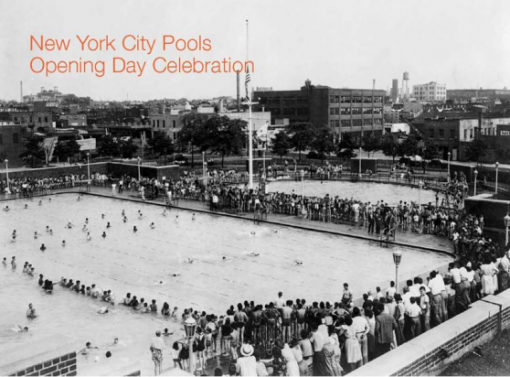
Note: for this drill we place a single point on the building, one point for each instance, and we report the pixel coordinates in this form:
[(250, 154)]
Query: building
[(357, 111), (431, 92), (11, 143)]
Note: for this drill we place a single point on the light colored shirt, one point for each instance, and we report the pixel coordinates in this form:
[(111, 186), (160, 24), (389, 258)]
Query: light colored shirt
[(436, 285)]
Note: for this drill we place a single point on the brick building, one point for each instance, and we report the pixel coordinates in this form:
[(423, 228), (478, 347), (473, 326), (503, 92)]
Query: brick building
[(345, 110)]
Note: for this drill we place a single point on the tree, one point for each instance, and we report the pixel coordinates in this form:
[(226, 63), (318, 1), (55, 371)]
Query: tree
[(191, 132), (431, 149), (346, 146), (409, 147), (223, 135), (33, 153), (161, 144), (371, 143), (65, 149), (108, 146), (127, 149), (389, 145), (324, 141), (281, 144), (477, 150), (301, 135)]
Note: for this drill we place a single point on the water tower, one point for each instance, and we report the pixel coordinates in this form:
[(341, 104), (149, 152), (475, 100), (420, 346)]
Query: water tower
[(405, 86)]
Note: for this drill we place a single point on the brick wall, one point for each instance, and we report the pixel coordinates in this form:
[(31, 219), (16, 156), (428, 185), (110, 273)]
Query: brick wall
[(60, 366), (434, 350)]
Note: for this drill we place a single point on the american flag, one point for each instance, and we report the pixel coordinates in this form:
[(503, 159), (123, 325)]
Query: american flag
[(246, 82)]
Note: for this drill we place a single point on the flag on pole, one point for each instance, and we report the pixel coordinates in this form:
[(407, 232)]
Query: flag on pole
[(247, 82)]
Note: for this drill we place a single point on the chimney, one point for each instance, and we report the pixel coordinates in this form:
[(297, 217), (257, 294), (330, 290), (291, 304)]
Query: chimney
[(238, 97)]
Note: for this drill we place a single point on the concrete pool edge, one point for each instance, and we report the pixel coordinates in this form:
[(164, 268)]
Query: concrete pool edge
[(300, 227)]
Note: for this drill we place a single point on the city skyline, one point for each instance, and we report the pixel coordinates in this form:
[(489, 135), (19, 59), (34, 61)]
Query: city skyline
[(339, 44)]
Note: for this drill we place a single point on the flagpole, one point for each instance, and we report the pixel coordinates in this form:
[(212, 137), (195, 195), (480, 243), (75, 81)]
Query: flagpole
[(250, 136)]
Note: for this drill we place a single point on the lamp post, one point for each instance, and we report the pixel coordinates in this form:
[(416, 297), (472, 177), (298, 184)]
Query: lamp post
[(449, 154), (7, 172), (397, 257), (497, 169), (189, 327), (506, 220), (360, 162), (139, 174), (476, 174)]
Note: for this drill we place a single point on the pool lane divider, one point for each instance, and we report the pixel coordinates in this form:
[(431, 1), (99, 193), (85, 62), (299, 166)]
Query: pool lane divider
[(294, 226)]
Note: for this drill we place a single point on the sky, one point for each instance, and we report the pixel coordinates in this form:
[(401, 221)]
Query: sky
[(340, 43)]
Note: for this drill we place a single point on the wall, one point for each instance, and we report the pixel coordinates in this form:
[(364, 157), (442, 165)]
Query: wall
[(43, 361), (433, 351)]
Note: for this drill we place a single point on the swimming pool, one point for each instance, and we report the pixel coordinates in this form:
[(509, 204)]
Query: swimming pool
[(125, 261), (363, 191)]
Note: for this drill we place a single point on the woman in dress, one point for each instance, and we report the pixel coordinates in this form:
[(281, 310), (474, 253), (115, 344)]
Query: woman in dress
[(352, 347), (487, 272)]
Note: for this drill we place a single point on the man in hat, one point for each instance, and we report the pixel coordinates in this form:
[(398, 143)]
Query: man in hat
[(157, 347), (246, 365)]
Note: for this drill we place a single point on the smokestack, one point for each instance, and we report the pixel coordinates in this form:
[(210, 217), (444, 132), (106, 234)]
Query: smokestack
[(238, 97)]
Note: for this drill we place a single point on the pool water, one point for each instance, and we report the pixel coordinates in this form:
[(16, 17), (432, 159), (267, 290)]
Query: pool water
[(363, 191), (144, 263)]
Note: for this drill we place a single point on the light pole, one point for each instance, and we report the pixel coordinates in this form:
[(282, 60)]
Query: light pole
[(88, 166), (139, 174), (506, 220), (397, 257), (360, 162), (7, 173), (449, 154), (497, 169), (420, 185), (189, 327)]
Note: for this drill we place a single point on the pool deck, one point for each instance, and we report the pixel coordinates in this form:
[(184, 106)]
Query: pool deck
[(426, 242)]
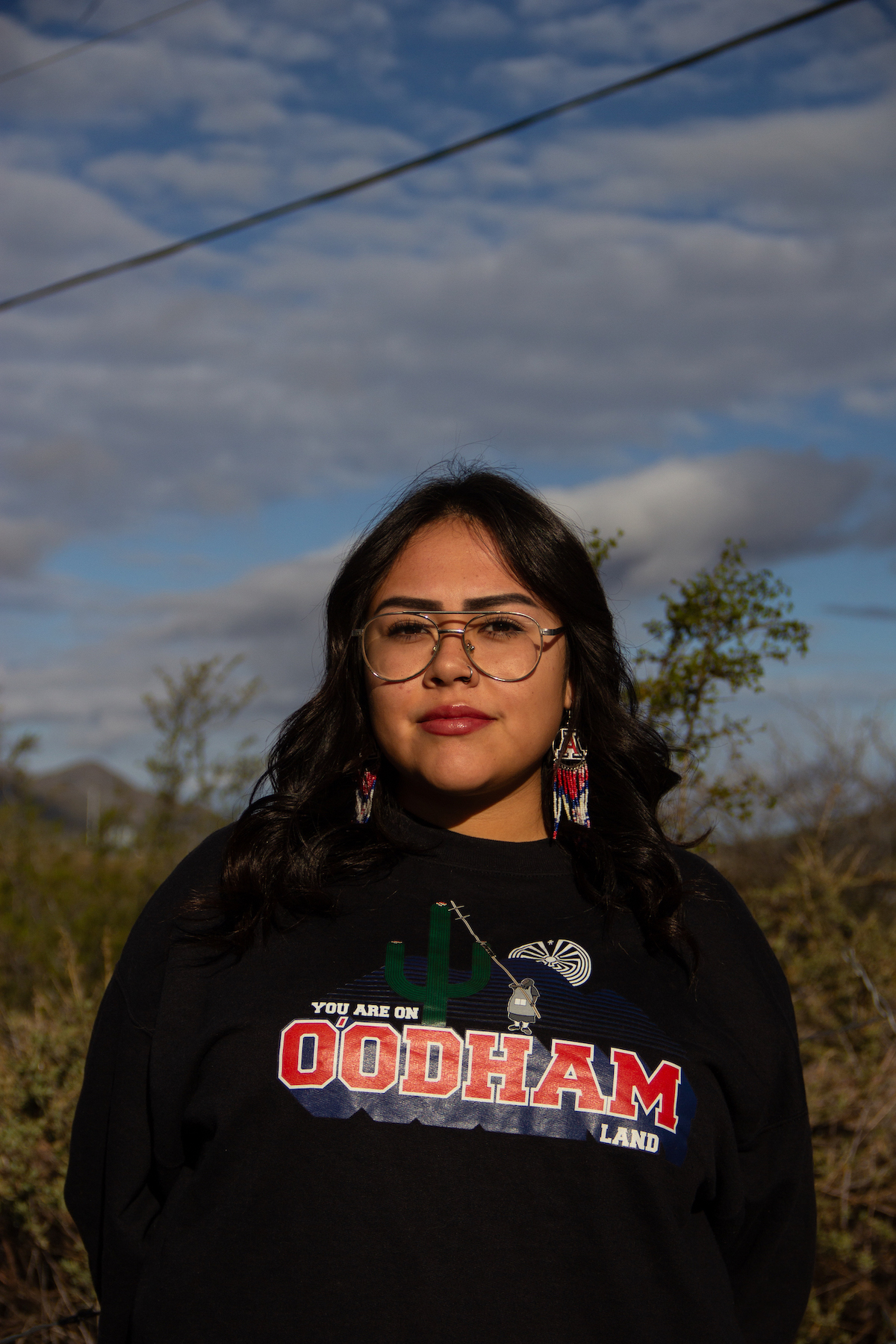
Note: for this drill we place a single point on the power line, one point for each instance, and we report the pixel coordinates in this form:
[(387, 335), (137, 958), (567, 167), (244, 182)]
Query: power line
[(104, 37), (458, 147)]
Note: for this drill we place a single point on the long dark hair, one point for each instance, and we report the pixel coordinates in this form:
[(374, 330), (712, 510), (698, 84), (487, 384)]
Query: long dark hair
[(299, 838)]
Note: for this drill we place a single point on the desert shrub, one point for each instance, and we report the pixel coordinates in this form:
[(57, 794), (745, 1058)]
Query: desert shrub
[(43, 1266)]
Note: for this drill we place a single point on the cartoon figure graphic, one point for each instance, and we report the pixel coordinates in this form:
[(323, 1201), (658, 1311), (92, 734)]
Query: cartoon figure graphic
[(521, 1009)]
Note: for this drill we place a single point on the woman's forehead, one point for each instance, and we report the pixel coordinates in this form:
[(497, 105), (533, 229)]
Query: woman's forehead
[(450, 561)]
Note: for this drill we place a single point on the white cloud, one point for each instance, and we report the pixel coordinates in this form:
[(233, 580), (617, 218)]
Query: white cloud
[(462, 19), (677, 514)]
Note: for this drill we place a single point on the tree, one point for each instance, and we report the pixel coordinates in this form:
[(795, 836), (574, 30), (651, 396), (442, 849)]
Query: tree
[(712, 640), (183, 717)]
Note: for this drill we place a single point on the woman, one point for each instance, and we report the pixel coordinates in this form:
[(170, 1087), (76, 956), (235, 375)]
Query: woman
[(444, 1039)]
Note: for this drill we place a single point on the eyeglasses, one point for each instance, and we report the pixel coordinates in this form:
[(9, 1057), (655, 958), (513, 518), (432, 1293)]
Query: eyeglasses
[(503, 645)]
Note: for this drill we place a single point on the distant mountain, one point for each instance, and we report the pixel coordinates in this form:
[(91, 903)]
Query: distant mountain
[(80, 793)]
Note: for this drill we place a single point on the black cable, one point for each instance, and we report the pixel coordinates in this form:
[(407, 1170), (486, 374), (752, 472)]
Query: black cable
[(87, 1313), (90, 42), (422, 161)]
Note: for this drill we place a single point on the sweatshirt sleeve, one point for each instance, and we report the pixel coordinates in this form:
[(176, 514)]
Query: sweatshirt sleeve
[(109, 1189), (763, 1213), (770, 1246)]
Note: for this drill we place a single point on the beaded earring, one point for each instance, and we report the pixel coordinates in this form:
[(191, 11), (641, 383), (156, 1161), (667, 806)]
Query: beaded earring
[(570, 779), (364, 796)]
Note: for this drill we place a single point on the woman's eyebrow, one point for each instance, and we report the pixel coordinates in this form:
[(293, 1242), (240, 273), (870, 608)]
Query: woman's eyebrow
[(494, 600), (398, 601)]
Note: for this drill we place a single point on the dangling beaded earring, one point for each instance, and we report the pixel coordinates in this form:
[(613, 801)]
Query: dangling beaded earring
[(364, 796), (570, 777)]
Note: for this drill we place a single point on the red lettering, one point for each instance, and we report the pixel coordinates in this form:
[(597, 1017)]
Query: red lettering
[(484, 1066), (447, 1048), (323, 1068), (660, 1088), (570, 1070), (386, 1041)]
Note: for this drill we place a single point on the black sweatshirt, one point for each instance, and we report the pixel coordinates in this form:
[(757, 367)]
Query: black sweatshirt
[(368, 1130)]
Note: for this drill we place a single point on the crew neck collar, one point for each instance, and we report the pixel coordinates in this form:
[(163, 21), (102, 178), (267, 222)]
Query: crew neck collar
[(531, 858)]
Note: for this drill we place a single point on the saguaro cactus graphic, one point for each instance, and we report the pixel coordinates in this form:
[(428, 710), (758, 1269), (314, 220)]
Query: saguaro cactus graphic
[(437, 991)]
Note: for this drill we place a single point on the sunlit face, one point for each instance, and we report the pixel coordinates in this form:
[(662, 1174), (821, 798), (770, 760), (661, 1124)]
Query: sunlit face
[(453, 732)]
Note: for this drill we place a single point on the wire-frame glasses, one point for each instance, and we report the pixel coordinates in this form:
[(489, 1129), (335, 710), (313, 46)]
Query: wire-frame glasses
[(503, 645)]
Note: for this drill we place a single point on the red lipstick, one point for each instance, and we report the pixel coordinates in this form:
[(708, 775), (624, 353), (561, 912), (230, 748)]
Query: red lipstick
[(454, 721)]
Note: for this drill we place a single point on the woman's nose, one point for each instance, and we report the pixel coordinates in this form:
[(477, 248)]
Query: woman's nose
[(450, 663)]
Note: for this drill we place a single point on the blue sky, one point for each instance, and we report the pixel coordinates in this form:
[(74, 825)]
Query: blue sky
[(675, 314)]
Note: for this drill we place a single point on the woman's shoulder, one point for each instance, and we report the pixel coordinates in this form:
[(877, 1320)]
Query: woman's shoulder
[(735, 957), (141, 968)]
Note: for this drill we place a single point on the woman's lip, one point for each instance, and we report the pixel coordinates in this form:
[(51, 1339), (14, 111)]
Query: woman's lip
[(454, 712), (454, 721)]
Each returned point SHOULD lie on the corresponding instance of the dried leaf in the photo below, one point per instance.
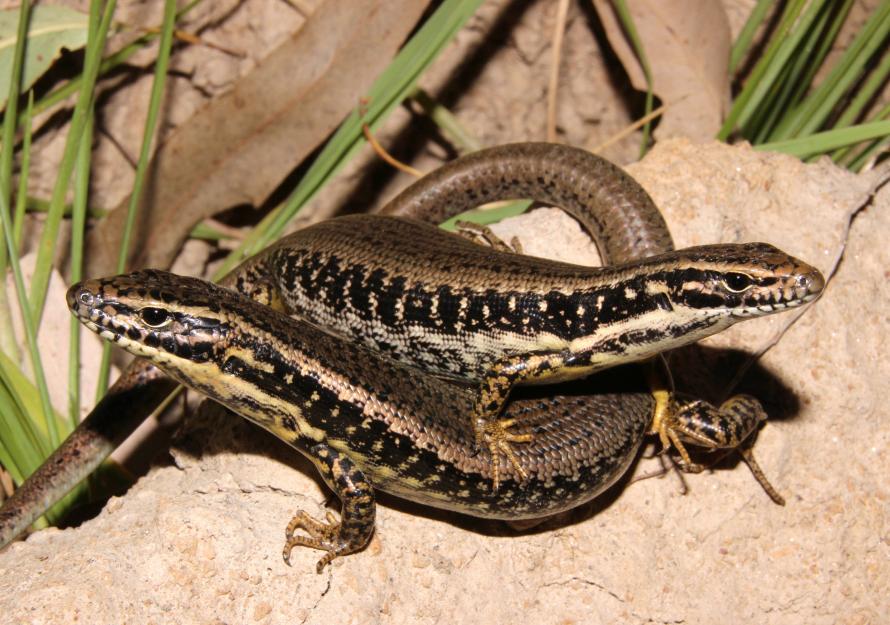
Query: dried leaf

**Problem to solve**:
Drop the pictures, then write out only the lines running from the one containing "[(51, 1339), (14, 111)]" through the last line above, both included, exactly.

**Output**:
[(51, 1339), (14, 111)]
Query: woman's lip
[(454, 712), (454, 721)]
Each returned point SHOULD lie on the corresponding instance of the dried leaf in the photo below, one point per instance.
Query: dried leaf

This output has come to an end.